--- What the task requires ---
Output all of the records exactly, word for word.

--- Recorded information ---

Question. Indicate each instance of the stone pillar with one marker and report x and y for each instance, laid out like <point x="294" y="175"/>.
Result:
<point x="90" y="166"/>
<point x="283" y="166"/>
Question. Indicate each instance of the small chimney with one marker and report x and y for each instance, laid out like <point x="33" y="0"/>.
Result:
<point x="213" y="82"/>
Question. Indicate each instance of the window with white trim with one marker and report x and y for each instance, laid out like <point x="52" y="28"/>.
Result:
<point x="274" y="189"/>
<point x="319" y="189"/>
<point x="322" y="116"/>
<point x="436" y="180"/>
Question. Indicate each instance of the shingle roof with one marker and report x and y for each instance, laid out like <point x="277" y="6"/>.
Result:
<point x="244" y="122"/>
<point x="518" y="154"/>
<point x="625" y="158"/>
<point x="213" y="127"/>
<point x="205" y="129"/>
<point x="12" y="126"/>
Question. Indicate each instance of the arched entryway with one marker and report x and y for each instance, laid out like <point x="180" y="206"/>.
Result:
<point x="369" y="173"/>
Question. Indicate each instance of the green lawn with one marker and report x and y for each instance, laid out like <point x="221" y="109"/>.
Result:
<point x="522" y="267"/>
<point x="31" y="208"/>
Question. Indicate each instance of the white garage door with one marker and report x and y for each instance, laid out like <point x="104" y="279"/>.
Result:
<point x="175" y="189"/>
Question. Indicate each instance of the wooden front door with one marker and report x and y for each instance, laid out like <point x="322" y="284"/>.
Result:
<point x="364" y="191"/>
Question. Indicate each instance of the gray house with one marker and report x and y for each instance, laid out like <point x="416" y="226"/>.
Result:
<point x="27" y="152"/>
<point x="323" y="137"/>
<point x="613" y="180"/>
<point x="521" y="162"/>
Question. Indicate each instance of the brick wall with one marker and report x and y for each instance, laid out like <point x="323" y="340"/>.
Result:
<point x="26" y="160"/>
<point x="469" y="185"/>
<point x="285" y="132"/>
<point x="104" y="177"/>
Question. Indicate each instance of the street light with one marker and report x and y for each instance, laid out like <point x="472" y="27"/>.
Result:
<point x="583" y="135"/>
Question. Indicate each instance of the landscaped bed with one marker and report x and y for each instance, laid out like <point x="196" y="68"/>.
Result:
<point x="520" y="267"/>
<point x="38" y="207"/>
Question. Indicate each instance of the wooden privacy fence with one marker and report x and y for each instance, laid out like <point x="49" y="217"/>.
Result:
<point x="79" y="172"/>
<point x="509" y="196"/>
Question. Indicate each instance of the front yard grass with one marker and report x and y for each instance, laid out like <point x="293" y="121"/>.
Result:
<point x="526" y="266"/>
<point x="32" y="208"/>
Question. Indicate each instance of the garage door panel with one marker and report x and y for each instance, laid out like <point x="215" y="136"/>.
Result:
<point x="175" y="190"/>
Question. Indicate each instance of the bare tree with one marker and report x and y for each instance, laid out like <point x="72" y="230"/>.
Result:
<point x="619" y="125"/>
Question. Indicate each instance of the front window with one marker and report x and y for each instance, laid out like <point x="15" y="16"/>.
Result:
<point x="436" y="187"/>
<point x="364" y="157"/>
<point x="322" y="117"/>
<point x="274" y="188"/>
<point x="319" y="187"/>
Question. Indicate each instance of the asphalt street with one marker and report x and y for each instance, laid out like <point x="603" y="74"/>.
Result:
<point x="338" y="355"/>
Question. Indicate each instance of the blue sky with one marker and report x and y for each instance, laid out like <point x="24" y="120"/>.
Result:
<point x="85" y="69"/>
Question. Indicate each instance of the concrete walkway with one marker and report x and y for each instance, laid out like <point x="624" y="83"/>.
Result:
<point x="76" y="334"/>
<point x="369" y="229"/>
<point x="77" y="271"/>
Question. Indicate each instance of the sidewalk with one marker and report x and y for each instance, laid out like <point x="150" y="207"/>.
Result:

--- Exercise result ---
Question. Indicate each instance of the stone pillar with one marker and report x and y for each instance, laid out like <point x="294" y="175"/>.
Result:
<point x="90" y="166"/>
<point x="283" y="166"/>
Question. Indicate each instance of the small chimney with one marker and report x and y for each instance, laid out like <point x="33" y="0"/>.
Result:
<point x="213" y="82"/>
Question. Indicate each instance of the window with white trim with one marker and report x and y for each instance, laid out like <point x="52" y="28"/>.
Result:
<point x="274" y="189"/>
<point x="319" y="189"/>
<point x="322" y="116"/>
<point x="436" y="180"/>
Question. Indicate each instance of the shingle roof with one marker and report x and y for each instance, laid out like <point x="277" y="6"/>.
Result:
<point x="244" y="122"/>
<point x="518" y="154"/>
<point x="625" y="158"/>
<point x="213" y="127"/>
<point x="205" y="129"/>
<point x="12" y="126"/>
Question. Indicate each instance of the arched entryway with one marker and report x and y for each instance, laid out like <point x="180" y="206"/>.
Result:
<point x="369" y="173"/>
Question. Indicate each instance of the green lawn with one marker and report x and y for each instance, laid out like <point x="221" y="109"/>.
Result:
<point x="522" y="267"/>
<point x="31" y="208"/>
Question. Indicate each instance of the white garage door with one marker and report x and y for each instance, laid out like <point x="104" y="279"/>.
Result:
<point x="175" y="189"/>
Question. Indicate each instance of the wooden front door with one marker and report x and y for each instance, laid out like <point x="322" y="284"/>.
Result:
<point x="364" y="191"/>
Question. Indicate each instance of the gray house with one marker and report x and y for each instance, laid out like <point x="416" y="226"/>.
Result:
<point x="27" y="152"/>
<point x="323" y="137"/>
<point x="613" y="180"/>
<point x="521" y="162"/>
Question. Indicate each instance of the brick wall with one marker and report x and y for each instance, laid out like <point x="323" y="340"/>.
Result:
<point x="26" y="160"/>
<point x="469" y="185"/>
<point x="285" y="132"/>
<point x="104" y="177"/>
Question. Indicate each instance of the street light with one marker and report x and y for each instance, laid out like <point x="472" y="27"/>.
Result:
<point x="583" y="135"/>
Question. Indicate each instance of the landscaped bed with one marker and report x and y for each instance, laid out like <point x="196" y="68"/>.
Result:
<point x="520" y="267"/>
<point x="38" y="207"/>
Question. Indicate each instance of the wooden privacy fence with one marker and report x and y for each instance, laid out like <point x="49" y="217"/>.
Result:
<point x="79" y="172"/>
<point x="509" y="196"/>
Question. Indicate each instance of the front yard grass with one marker and report x and y for each instance, laid out like <point x="293" y="121"/>.
Result:
<point x="526" y="266"/>
<point x="32" y="208"/>
Question. Indicate each instance of the garage door panel with one marker and report x and y for each instance, laid out like <point x="215" y="136"/>.
Result:
<point x="175" y="190"/>
Question. Indicate each instance of the bare tree with one marker and report x and y for each instance, laid out like <point x="72" y="230"/>.
Result:
<point x="619" y="125"/>
Question. Indicate each instance of the front window with one marker and report x and y for each instance, laid out like <point x="15" y="16"/>.
Result:
<point x="436" y="187"/>
<point x="364" y="157"/>
<point x="322" y="117"/>
<point x="274" y="188"/>
<point x="319" y="187"/>
Question. Indicate each instance of the asphalt street with one marker and report x and y for each instance, laid out like <point x="603" y="74"/>.
Result:
<point x="338" y="355"/>
Question. Indicate each instance of the blue sky with one marker and report x and y for each instance, laid out like <point x="24" y="120"/>.
Result:
<point x="85" y="69"/>
Question. Indicate each instance of the concrete walkway with one marker and report x and y for each instance, laid out like <point x="624" y="83"/>.
Result:
<point x="76" y="334"/>
<point x="369" y="229"/>
<point x="77" y="271"/>
Question. Indicate each instance of the sidewalk with one marker and report x and y for each instance, laid out like <point x="150" y="207"/>.
Result:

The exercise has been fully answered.